▸ What you will do
[A] In the decking forum thread, at what spacing does TazManiac plan to place the joists?
[B] Repeat the part of the decking forum thread between "I am planning" and "open to suggestions)", inclusive.

# Forum Home Renovation Decking  Post Spacing Thoughts

## TazManiac

Hi Guys 
Hoping someone can help me out. 
I am planning to build a deck 6.0m wide along the side of my house and 4.5m deep.  I have a few ideas on what needs to be done but need some help with post spacing to make sure I am not building a trampoline. 
Beams will be made from 190 x 90 (2 x '190 x 45') Treated Pine
Joists will be made from 90 x 45 Treated Pine
(If these need changing then I am very open to suggestions) 
I was planning to have a Ledger Board and two beams to cover the 4.5m depth.  Is this sufficient? 
Joists will be at 400 centers. 
I need some help to know how many posts I need to support each 6m beam. 
Any help is appreciated. 
Aaron

----------


## Bloss

Search for some span tables on this site and you'll get plenty of advice. Also buy Allan Staines book _Decks & Pergolas_ at around $30 at Bunnies and other stores - will save you heaps of money and worry - also has some span tables too. You might like to download free software from here which has span calculators and other stuff.  http://www.timber.org.au/menu.asp?se....02%20Software   :2thumbsup:

----------


## oohsam

Hey there. 
Depends what you want. I have a rule of thumb I always go with. I've built a few decks to this spec and its been very solid 
Posts, 100x100 treated Cypress pine, in stirrups at no more than 1500 centers,  
Bearers (or beams as you say) -190 x 45, house them into the posts, or if its low to ground and the beams are sitting in the stirrups, then its fine, bolt them in obviously with coach bolts, galvanaised of course.  
Joists at 450 centers, 90x45. 
That's for softwood btw.  
Peace.

----------


## TazManiac

> Posts, 100x100 treated Cypress pine, in stirrups at no more than 1500 centers, 
> Bearers (or beams as you say) -190 x 45, house them into the posts, or if its low to ground and the beams are sitting in the stirrups, then its fine, bolt them in obviously with coach bolts, galvanaised of course.

▸ Record list
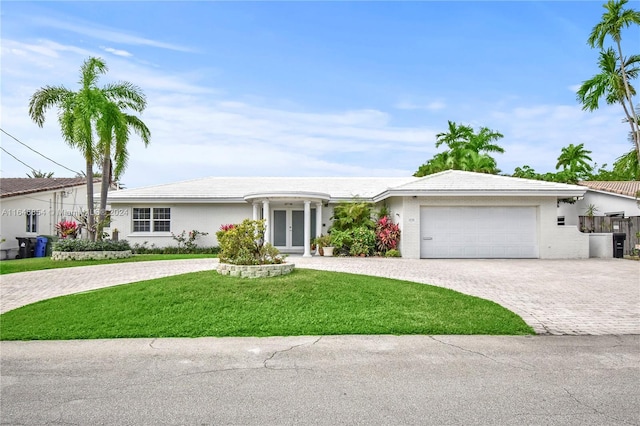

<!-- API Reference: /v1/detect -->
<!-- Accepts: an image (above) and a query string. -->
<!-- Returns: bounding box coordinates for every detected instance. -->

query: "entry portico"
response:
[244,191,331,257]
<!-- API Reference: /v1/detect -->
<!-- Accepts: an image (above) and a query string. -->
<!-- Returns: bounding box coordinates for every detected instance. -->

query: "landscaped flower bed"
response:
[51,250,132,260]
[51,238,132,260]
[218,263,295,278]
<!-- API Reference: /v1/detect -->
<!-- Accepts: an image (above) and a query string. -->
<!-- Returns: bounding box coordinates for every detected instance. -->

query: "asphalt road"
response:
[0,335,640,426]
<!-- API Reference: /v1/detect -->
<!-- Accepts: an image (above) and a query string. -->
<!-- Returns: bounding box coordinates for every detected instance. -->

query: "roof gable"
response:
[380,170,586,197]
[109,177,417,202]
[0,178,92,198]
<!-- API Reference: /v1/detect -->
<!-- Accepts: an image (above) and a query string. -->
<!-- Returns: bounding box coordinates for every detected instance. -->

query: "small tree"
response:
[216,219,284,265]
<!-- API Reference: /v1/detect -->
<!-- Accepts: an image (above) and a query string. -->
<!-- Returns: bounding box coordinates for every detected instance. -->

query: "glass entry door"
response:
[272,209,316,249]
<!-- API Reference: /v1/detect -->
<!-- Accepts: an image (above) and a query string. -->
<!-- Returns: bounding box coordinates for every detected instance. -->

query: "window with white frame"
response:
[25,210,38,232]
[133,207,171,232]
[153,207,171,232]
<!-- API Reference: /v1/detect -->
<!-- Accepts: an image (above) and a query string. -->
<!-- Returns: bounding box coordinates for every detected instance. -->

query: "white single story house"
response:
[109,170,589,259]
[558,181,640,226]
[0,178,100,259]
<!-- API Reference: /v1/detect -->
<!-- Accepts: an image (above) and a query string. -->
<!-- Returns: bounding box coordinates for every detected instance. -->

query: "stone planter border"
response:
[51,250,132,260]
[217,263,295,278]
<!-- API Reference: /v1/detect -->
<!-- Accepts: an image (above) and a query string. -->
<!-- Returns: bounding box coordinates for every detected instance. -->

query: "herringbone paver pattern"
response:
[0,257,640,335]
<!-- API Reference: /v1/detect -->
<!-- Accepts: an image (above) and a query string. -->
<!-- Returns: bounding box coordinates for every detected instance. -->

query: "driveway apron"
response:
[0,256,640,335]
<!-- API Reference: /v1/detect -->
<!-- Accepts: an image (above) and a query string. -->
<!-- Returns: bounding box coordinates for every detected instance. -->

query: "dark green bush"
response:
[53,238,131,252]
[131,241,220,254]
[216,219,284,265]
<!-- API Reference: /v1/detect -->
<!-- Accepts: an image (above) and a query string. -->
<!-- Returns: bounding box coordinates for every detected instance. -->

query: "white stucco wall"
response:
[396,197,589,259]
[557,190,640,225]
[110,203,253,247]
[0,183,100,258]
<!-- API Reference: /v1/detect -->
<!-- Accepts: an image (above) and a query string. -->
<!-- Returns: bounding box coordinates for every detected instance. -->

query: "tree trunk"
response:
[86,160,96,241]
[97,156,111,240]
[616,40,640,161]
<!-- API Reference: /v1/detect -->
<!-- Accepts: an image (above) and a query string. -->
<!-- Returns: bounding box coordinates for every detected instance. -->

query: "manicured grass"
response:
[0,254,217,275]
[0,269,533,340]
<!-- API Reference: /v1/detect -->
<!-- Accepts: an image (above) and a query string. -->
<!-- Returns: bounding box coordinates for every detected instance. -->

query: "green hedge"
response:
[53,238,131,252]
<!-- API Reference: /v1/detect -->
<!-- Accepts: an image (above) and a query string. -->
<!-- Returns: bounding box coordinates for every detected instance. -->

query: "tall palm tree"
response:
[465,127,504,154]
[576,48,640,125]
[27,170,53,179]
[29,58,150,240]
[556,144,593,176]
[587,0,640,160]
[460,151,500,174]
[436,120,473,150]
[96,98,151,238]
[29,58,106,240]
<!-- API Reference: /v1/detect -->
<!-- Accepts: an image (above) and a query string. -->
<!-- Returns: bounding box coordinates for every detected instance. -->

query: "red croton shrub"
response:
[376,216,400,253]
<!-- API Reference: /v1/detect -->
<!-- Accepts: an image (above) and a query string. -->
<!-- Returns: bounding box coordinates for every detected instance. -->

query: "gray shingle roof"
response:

▸ Task-by-task solutions
[A] 400 centers.

[B]
I am planning to build a deck 6.0m wide along the side of my house and 4.5m deep.  I have a few ideas on what needs to be done but need some help with post spacing to make sure I am not building a trampoline. 
Beams will be made from 190 x 90 (2 x '190 x 45') Treated Pine
Joists will be made from 90 x 45 Treated Pine
(If these need changing then I am very open to suggestions)